* **SUPPLIED DATA**:

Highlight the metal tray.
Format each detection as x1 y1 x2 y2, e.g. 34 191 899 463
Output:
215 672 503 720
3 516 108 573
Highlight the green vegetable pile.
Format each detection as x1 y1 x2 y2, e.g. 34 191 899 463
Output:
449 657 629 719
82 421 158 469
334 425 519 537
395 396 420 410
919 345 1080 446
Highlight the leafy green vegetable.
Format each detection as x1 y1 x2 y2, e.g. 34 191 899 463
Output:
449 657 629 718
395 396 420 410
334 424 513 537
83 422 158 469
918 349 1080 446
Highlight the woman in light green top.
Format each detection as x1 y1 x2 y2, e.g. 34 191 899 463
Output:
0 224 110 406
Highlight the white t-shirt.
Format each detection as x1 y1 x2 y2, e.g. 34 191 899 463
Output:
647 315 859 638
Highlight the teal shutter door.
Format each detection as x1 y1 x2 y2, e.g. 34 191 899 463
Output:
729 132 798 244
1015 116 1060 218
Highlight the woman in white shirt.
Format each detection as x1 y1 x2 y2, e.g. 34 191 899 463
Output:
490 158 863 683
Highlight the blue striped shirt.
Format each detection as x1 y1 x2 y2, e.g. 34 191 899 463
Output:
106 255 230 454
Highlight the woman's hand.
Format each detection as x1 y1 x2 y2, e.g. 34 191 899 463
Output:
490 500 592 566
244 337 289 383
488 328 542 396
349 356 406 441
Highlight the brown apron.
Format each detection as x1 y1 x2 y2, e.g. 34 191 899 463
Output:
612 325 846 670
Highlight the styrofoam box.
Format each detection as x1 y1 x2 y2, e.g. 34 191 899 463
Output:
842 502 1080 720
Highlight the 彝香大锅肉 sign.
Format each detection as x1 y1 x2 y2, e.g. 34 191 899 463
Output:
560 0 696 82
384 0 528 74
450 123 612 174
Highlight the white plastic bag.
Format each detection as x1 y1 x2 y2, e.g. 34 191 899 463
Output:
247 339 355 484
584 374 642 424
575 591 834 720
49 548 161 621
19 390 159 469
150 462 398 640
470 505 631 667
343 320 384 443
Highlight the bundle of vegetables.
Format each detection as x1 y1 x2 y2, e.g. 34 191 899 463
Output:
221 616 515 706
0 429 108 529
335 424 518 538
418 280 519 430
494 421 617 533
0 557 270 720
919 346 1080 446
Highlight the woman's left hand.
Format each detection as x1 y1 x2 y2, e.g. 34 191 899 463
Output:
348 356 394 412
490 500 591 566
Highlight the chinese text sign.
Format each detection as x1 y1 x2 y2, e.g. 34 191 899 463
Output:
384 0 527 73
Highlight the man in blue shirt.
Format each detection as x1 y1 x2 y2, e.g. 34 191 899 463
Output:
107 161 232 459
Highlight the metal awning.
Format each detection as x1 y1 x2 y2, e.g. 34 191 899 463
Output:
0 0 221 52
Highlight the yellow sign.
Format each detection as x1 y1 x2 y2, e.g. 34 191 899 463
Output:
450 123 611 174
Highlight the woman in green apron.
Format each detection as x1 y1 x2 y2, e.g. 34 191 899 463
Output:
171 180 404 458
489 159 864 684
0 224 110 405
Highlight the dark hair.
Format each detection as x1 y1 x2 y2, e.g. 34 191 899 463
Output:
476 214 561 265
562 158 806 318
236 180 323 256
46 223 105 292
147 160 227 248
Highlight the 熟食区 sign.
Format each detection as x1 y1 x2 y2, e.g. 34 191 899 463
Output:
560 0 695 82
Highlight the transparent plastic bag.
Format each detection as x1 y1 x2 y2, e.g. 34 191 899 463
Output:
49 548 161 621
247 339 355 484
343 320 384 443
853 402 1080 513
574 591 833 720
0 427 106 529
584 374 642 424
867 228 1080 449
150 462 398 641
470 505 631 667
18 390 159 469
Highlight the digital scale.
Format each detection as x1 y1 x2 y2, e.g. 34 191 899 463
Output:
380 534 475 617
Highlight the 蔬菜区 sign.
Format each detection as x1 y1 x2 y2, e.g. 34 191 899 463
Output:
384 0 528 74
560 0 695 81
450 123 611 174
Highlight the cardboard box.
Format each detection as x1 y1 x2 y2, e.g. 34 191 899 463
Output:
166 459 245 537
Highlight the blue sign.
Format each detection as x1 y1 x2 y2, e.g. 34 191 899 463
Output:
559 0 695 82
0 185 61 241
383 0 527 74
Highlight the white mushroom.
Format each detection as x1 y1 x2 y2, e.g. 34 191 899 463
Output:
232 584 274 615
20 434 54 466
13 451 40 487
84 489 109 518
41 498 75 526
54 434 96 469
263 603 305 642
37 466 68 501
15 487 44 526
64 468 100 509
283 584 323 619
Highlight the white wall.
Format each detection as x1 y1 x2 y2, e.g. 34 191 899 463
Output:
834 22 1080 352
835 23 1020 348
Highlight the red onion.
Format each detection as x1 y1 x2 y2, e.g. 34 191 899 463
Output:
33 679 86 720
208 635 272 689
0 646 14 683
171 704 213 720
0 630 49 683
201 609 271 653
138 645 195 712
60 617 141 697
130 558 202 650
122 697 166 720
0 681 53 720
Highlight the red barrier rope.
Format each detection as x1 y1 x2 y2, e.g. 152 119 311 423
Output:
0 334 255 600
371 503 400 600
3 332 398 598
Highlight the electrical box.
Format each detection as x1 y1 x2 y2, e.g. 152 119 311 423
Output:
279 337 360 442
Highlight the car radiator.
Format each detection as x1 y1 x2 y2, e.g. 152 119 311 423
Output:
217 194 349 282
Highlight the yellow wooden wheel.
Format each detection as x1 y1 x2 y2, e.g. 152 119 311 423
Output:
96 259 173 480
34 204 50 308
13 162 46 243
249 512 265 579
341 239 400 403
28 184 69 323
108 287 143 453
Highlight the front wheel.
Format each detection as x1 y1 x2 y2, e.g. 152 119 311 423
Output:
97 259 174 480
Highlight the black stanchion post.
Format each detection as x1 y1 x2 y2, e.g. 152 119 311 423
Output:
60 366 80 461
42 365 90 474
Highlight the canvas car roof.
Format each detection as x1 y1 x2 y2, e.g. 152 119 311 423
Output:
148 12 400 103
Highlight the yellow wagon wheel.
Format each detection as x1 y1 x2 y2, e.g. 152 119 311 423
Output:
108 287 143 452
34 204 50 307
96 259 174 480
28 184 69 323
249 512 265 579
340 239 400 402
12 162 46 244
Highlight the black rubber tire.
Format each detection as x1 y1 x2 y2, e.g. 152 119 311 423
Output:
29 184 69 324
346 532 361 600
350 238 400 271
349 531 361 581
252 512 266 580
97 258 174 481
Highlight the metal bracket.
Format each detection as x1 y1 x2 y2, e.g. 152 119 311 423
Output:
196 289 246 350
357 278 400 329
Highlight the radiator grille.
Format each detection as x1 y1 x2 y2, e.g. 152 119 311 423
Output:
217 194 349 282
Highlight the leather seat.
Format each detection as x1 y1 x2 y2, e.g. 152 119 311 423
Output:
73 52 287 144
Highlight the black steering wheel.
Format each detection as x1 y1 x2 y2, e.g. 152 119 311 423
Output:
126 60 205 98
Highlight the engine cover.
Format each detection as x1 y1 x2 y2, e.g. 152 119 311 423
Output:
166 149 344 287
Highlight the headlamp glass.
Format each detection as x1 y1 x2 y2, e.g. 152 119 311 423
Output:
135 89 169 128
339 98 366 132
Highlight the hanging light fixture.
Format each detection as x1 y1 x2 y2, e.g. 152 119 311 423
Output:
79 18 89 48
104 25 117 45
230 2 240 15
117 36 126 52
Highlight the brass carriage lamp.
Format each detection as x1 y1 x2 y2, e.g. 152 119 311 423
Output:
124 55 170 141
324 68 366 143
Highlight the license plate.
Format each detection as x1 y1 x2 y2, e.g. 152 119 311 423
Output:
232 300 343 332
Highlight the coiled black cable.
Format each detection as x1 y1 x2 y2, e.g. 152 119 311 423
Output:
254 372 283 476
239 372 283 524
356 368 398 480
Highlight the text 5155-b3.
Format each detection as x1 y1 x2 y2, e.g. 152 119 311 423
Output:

* **TASK INSTRUCTIONS**: The lines holding the word "text" are the answer. Find them in the entries and copy them.

* **EXERCISE OUTPUT**:
Highlight the chinese text sign.
Highlight the text 5155-b3.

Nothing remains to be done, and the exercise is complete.